WHAT IS NEEDED >> From the first record to the last, write out each one exactly.
DATASET ENTRIES START
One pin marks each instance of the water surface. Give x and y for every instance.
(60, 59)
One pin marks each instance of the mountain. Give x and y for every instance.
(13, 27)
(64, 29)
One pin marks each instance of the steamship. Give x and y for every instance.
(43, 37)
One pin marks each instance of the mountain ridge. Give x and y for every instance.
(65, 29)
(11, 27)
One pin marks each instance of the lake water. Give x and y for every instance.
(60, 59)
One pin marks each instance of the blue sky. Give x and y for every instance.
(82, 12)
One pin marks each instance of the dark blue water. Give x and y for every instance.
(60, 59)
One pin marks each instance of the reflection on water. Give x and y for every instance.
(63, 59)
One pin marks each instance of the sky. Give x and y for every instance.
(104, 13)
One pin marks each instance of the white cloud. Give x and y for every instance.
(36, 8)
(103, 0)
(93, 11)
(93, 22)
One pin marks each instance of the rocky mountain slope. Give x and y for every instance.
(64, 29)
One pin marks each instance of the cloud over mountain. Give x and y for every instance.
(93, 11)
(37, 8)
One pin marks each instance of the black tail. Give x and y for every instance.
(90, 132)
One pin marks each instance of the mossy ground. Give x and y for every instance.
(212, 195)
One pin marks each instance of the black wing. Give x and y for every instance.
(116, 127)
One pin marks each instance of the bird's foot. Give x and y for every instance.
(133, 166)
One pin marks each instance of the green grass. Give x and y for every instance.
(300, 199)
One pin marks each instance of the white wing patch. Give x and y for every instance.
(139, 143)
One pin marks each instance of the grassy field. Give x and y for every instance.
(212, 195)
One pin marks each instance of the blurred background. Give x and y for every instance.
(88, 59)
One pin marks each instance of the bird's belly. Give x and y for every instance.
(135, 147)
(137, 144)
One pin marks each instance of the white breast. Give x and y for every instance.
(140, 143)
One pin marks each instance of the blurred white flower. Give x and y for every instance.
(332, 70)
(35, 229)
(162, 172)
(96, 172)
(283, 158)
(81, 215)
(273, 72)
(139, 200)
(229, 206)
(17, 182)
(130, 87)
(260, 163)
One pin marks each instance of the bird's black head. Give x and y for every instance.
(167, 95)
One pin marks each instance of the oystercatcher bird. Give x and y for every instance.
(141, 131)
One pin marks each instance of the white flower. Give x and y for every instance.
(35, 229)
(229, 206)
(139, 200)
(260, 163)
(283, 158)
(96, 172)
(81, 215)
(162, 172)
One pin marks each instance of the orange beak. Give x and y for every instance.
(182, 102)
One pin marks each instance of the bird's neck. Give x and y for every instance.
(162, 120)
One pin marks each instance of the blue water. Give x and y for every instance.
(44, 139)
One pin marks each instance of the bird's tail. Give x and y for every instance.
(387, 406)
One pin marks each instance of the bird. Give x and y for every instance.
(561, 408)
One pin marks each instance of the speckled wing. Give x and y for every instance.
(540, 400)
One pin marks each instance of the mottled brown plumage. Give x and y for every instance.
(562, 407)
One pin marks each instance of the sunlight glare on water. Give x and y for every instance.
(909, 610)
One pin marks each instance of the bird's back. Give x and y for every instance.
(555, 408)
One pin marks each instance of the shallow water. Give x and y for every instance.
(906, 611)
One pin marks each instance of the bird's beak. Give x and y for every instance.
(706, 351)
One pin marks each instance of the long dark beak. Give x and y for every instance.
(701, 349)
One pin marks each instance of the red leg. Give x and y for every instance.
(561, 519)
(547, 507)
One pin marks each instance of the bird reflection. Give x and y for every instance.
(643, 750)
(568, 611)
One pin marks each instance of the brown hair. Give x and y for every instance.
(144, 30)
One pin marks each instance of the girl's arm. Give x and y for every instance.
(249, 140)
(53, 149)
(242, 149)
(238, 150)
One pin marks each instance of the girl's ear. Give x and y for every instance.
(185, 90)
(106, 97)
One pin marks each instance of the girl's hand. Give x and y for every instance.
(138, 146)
DATASET ENTRIES END
EXERCISE RESULT >>
One pin marks each instance of the water surface. Give x and y for every instance.
(60, 59)
One pin marks each instance of the mountain. Give x and y for every instance.
(13, 27)
(64, 29)
One pin marks each instance of the steamship. Give x and y for every instance.
(43, 37)
One pin marks each instance of the mountain ridge. Give x and y for every instance.
(65, 29)
(11, 27)
One pin marks each instance of the lake water. Give x and y for every instance.
(60, 59)
One pin marks each instance of the blue sky. Give x and y for every instance.
(82, 12)
One pin marks each instance of the dark blue water. Give x and y for every instance.
(60, 59)
One pin marks each instance of the reflection on water. Give x and y for every instance.
(63, 59)
One pin marks each instance of the sky. Give x and y for every instance.
(104, 13)
One pin marks each instance of the white cloud. Give x and y for every instance.
(36, 8)
(103, 0)
(93, 11)
(93, 22)
One pin marks each instance of the rocky mountain slope. Give x and y for every instance.
(64, 29)
One pin marks each instance of the cloud over mountain. Give x and y for every instance.
(93, 11)
(37, 8)
One pin marks each instance of the black tail. Give x and y for every instance.
(90, 132)
One pin marks each instance of the mossy ground. Give x and y for every instance.
(212, 195)
One pin marks each instance of the black wing. Give x and y for every instance.
(116, 127)
One pin marks each instance of the bird's foot. Give x and y for every instance.
(133, 166)
One pin marks each instance of the green grass. Give x and y for every instance.
(300, 199)
One pin marks each instance of the white wing patch. Give x and y for every instance.
(139, 143)
One pin marks each instance of the grassy field. Give x and y for every instance.
(212, 195)
One pin marks each instance of the blurred background. Give x and y for every instance.
(88, 59)
One pin marks each instance of the bird's belly. Give x and y for every instance.
(135, 147)
(137, 144)
One pin marks each instance of the white breast. Give x and y for every instance.
(140, 143)
One pin marks each instance of the blurred white flower. Give x and y for every instance.
(332, 70)
(35, 229)
(162, 172)
(96, 172)
(283, 158)
(81, 215)
(273, 72)
(139, 200)
(229, 206)
(17, 182)
(130, 87)
(260, 163)
One pin marks each instance of the bird's black head. Give x and y for every instance.
(167, 95)
One pin marks each instance of the oystercatcher bird. Give x and y for every instance.
(141, 131)
One pin marks each instance of the white flower. Give x and y for every instance.
(35, 229)
(229, 206)
(139, 200)
(260, 163)
(283, 158)
(96, 172)
(81, 215)
(162, 172)
One pin marks each instance of the orange beak. Give x and y for every instance.
(182, 102)
One pin marks each instance of the bird's neck. Give x and y for every instance.
(162, 120)
One pin marks each instance of the blue water. Give x and y for every instance.
(44, 139)
One pin marks each instance of the bird's tail. Give x and y for every instance.
(387, 406)
One pin marks each instance of the bird. Give x and y for every instance.
(561, 408)
One pin marks each instance of the speckled wing. Give x and y for every instance.
(540, 400)
One pin marks each instance of the mottled brown plumage. Give x and y for every instance.
(562, 407)
One pin marks each instance of the sunlight glare on water. Give x and y for every instance.
(909, 610)
One pin marks each instance of the bird's back. Give x and y for every instance.
(555, 408)
One pin marks each instance of the shallow water. Give x and y for every instance.
(906, 611)
One pin marks each instance of the bird's beak. Give x and y for every instance.
(706, 351)
One pin marks each instance of the long dark beak. Give x and y for every instance.
(701, 349)
One pin marks each instance of the red leg. Give x and y for every instance.
(561, 519)
(547, 507)
One pin marks each instance of the bird reflection. Give x and y for every instance.
(643, 750)
(568, 611)
One pin marks each instance of the brown hair. Give x and y for every instance.
(144, 30)
One pin marks each instance of the girl's arm. Give x and y for every instance.
(249, 140)
(53, 149)
(242, 149)
(238, 150)
One pin marks each instance of the girl's ear. Give x and y for every instance.
(185, 90)
(106, 97)
One pin marks each instance of the girl's hand. Give x and y for every instance.
(138, 146)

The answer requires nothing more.